┌─ Working data

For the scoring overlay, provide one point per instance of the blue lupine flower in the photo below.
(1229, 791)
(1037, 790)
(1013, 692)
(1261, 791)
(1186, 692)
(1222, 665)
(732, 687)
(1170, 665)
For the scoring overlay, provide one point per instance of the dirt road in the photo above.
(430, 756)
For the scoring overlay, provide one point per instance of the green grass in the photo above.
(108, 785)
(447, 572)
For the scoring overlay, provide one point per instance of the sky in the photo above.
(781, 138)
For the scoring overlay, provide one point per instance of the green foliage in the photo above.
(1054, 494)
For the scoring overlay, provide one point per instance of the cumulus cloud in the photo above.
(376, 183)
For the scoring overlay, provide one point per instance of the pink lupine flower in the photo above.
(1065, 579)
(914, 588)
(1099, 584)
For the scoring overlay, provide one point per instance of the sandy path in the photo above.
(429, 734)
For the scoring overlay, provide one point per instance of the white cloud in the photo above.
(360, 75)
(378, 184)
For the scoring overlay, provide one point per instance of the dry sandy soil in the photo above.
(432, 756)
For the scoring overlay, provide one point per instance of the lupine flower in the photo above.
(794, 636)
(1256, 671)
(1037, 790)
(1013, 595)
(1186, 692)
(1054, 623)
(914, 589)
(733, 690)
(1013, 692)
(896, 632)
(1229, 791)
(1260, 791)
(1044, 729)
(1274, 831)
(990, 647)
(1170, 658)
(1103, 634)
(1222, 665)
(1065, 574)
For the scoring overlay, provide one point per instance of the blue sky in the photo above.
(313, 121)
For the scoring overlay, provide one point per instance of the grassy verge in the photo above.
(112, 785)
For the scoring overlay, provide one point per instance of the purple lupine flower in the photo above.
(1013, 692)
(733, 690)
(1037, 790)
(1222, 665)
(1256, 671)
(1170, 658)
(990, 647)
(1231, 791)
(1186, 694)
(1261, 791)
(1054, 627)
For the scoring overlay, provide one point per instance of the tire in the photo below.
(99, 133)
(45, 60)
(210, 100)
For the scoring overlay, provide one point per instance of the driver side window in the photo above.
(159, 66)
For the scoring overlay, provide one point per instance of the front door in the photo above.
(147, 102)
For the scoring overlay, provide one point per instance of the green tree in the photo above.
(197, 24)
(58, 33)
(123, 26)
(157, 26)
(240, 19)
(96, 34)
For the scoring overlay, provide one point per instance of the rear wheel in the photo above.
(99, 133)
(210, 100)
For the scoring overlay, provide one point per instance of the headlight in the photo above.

└─

*Exercise task*:
Reproduce the listing above verbatim, from first line to last.

*Response to this task*:
For the scoring overlay, provide one point per instance of the blue lupine flower in the photo below.
(1229, 791)
(1037, 790)
(1013, 692)
(1261, 791)
(1186, 692)
(1222, 665)
(732, 687)
(1170, 665)
For the scoring overlay, provide one point per instance of the dirt road in the photo above.
(430, 756)
For the scoring overlay, provide one point per instance of the green grass in the photo above.
(108, 785)
(447, 572)
For the scoring overlay, provide one point per instance of the sky in the photo above.
(781, 138)
For the scoring overlay, provide one point per instance of the green foliage in the photo above.
(1054, 494)
For the scoring overlay, provide one point per instance of the cumulus cloud in the photo above.
(376, 183)
For the scoring overlay, provide one point per instance of the pink lupine flower in the photo above.
(1065, 579)
(914, 588)
(1099, 584)
For the scoring overlay, provide one point per instance of the sandy path in the photo above.
(429, 734)
For the scoring overlay, provide one point per instance of the white cloud in the photo above.
(360, 75)
(378, 184)
For the scoring overlay, provide one point per instance of the dry sandy soil in the photo above.
(432, 756)
For the scoring overlay, provide one point per instance of the lupine flower in the photo above.
(794, 636)
(1256, 671)
(1037, 790)
(1013, 595)
(1186, 692)
(1054, 623)
(914, 589)
(733, 690)
(1013, 692)
(896, 632)
(1229, 791)
(1260, 791)
(1044, 729)
(1274, 831)
(990, 647)
(1170, 658)
(1103, 634)
(1222, 665)
(1065, 574)
For the scoring overlay, provide one point per instance of the blue sky in the photo above.
(313, 121)
For the scoring overlay, provide one point per instance of the grassy verge in the photo above.
(112, 785)
For the scoring overlay, provide one point per instance of the purple lupine flower in the photo above.
(1013, 692)
(733, 690)
(1037, 790)
(1222, 665)
(1256, 671)
(1170, 658)
(990, 647)
(1231, 791)
(1186, 694)
(1261, 791)
(1054, 627)
For the scoring overlay, provide one point per instance of the tire in the photo below.
(99, 133)
(45, 60)
(210, 100)
For the scoring overlay, provide one point per instance of the driver side window in the photo above.
(159, 66)
For the scoring overlay, provide one point per instance of the front door in the photo above.
(147, 102)
For the scoring overlay, provide one point per instance of the green tree in the photo above.
(197, 24)
(58, 33)
(123, 26)
(157, 26)
(240, 19)
(96, 34)
For the scoring overlay, provide one point per instance of the rear wheel in the photo above.
(99, 133)
(210, 100)
For the scoring overlay, provide one point per instance of the headlight in the photo above.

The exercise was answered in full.